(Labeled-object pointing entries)
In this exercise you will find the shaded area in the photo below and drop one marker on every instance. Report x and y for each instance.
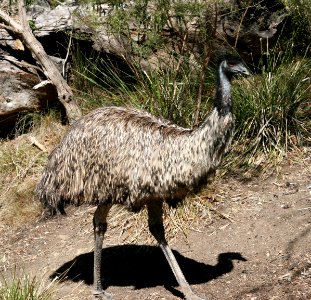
(142, 267)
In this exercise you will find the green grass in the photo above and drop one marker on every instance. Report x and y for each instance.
(24, 287)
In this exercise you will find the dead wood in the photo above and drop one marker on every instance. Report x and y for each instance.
(21, 30)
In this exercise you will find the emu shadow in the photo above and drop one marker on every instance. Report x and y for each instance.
(142, 267)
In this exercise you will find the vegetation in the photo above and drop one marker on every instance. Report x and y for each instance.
(272, 108)
(24, 288)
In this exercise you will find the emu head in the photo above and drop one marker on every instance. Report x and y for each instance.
(232, 65)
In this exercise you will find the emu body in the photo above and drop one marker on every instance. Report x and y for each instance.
(126, 156)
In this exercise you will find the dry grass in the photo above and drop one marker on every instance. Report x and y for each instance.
(21, 165)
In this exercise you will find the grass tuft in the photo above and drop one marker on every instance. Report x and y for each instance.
(24, 287)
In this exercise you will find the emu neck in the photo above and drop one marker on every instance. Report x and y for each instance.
(223, 102)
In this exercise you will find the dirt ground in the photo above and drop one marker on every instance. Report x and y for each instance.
(261, 250)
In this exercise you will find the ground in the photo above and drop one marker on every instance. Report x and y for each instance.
(259, 249)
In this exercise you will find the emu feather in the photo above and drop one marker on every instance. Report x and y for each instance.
(127, 156)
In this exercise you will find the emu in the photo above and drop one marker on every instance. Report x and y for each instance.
(116, 155)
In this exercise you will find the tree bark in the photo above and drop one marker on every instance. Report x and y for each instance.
(22, 30)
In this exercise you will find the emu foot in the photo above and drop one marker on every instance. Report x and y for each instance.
(194, 297)
(101, 295)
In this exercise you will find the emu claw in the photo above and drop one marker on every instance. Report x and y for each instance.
(101, 295)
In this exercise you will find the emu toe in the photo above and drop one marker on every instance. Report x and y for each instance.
(101, 295)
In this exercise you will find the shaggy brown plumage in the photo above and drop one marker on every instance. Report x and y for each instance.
(128, 156)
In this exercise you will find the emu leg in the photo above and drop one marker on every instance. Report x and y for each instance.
(100, 227)
(155, 221)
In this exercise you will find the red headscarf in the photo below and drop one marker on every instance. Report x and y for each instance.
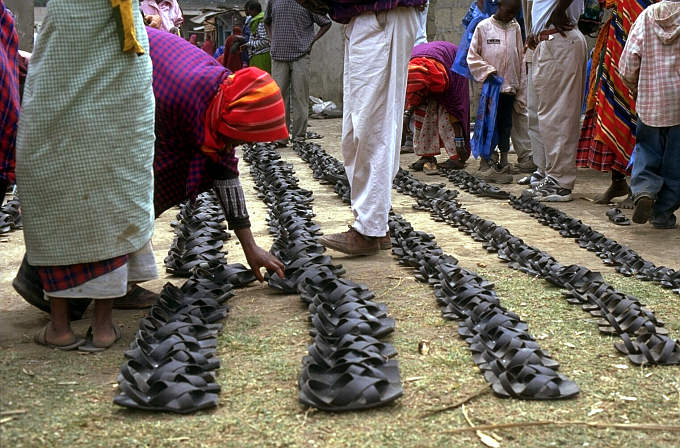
(248, 107)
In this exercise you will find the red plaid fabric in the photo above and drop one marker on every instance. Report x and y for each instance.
(58, 278)
(593, 153)
(9, 94)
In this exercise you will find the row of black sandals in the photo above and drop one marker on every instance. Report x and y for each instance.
(10, 216)
(171, 364)
(502, 347)
(348, 366)
(625, 260)
(643, 337)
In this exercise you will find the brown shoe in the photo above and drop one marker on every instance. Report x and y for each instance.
(136, 299)
(351, 243)
(385, 242)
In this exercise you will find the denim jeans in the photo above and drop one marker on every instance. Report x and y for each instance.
(656, 170)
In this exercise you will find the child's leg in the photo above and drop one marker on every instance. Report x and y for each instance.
(668, 197)
(504, 125)
(103, 333)
(59, 329)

→ **WORK TO DO**: Without including the pictures, return each record above exactly as it stands.

→ **TASK RESULT**:
In this exercise you will find the shaded area in the photo below and drop one marker on every instance. Report x and y for each instance.
(142, 267)
In this exercise you will find the green grass in the photo above and drop one marker on every instance. Report x and y for each instance.
(24, 287)
In this exercise you will find the dead wood in the photo above and drop one marker on every instance. Report x and y for each instance.
(21, 30)
In this exercise you will find the emu shadow in the photo above and drop one marker on every instance. Report x and y for each instance.
(142, 267)
In this exercise you will find the vegetation in the photo above and drop one marker on every instance. Report x and y for each instance.
(272, 108)
(24, 288)
In this exercise you will find the emu head in the photo above and drop one marker on every instance. Report x and y for each instance.
(232, 65)
In this exercise you will find the emu body in the photo above and drop one marker on every instance. Report x and y for each instance.
(126, 156)
In this exercise you will find the dry grass in the photo above and drop one marker on every instance. Report x and y for each instance.
(21, 165)
In this exercise you will find the grass tuft in the photo above and drop one marker on every instance. Report x and y for each instance.
(24, 287)
In this exercise you will find the emu neck in the photo above and drop one marker on every instance. Report x and y for each instance.
(223, 102)
In this exercise you will find the dirt ground in the photo above and drop one marker on every instance. Report x and y for each instance.
(261, 250)
In this exercise you will find the ground in the photo above and drop one marker on every instance. Report x and y for each instance.
(259, 249)
In this exercise you will find the emu feather in the photo above and drop one marker on every instance. Report x and y for each instance.
(127, 156)
In this exercise you will find the emu in the photo above and drop one marker on every instance. Report x and y for each instance.
(116, 155)
In this exercise you will find the tree bark in the photo above and drop one marker on every instance. Report x and y for each instance.
(22, 30)
In this exercise you will find the emu foot in the photo above and drop one marker on every instance. Report x and y for each instance.
(194, 297)
(101, 295)
In this exercise you will find the emu claw in the photo above and drop one marker on every instance. Report x and y for each instance.
(101, 295)
In this exercise you will find the emu toe in the photo above and drop one marker on every instance. Report x and y for each instance.
(101, 295)
In this exercise you will find the shaggy brown plumage in the photo above and drop one marker on every instance. Report x and y for each instance.
(128, 156)
In this exercise you will find the emu leg in the photo above and drop one marker on every instance. Report x and y for each instance.
(100, 227)
(155, 221)
In this exercise you will find the red headscarf in the photo below and drop one marker on every instance. Report x and y for each instance.
(248, 107)
In this exercise you will find the red plaid fabric in the photo above and drop one marker on every instance. Report x and y for each instance.
(58, 278)
(593, 153)
(9, 94)
In this exercise you will find the row of black sandals in the photo above and drop one marker on every instance. Report x and y for each instance.
(10, 216)
(171, 364)
(502, 347)
(348, 366)
(625, 260)
(643, 337)
In this exercise you will find the brown shoe in the photo above and drop one marker on every instance. Report x and y for each instance.
(136, 299)
(351, 243)
(385, 242)
In this exercise you will find the denim jeans in the photo above and drop one marker on every instance. Report x and y for each instance.
(656, 170)
In this exercise you will find the child's leg in the photo above and drop one marker on every instance. Report x and y for each instance.
(668, 197)
(504, 125)
(103, 333)
(59, 329)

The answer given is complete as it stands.